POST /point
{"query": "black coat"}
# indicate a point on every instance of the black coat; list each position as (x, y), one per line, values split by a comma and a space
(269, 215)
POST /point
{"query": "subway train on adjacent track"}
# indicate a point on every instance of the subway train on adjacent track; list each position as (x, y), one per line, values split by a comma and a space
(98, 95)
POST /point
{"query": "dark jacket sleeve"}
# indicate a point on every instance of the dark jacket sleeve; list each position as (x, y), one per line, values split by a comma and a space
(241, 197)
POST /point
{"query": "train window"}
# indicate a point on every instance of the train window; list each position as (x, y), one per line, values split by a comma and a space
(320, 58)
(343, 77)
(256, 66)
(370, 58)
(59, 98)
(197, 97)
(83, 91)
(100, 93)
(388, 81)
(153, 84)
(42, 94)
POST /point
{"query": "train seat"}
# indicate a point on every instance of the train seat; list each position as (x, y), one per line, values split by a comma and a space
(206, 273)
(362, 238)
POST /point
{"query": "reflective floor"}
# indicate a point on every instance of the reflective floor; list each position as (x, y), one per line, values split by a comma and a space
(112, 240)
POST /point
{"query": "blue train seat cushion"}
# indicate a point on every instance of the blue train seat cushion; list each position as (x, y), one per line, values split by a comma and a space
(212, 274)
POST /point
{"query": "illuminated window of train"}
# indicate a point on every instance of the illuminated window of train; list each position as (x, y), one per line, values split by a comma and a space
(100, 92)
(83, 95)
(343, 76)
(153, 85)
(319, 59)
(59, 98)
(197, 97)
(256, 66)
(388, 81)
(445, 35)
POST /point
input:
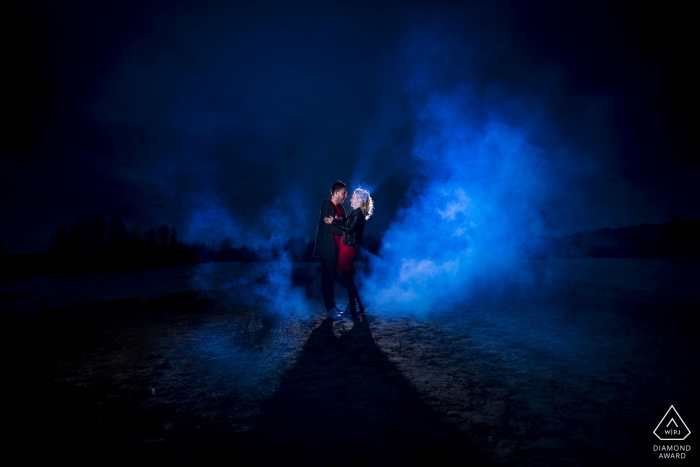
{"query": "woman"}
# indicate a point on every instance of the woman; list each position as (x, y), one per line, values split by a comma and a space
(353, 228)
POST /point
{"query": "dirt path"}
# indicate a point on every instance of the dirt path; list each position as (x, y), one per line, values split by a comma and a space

* [Description of the task]
Which lines in the data above contain the string "subway", matching case exactly? Copy out each of those lines.

* [Exercise output]
{"query": "subway train on adjacent track"}
# indicate a point on every instance of the subway train on adjacent track; list each position as (x, y), one per line, values split by a comma and a space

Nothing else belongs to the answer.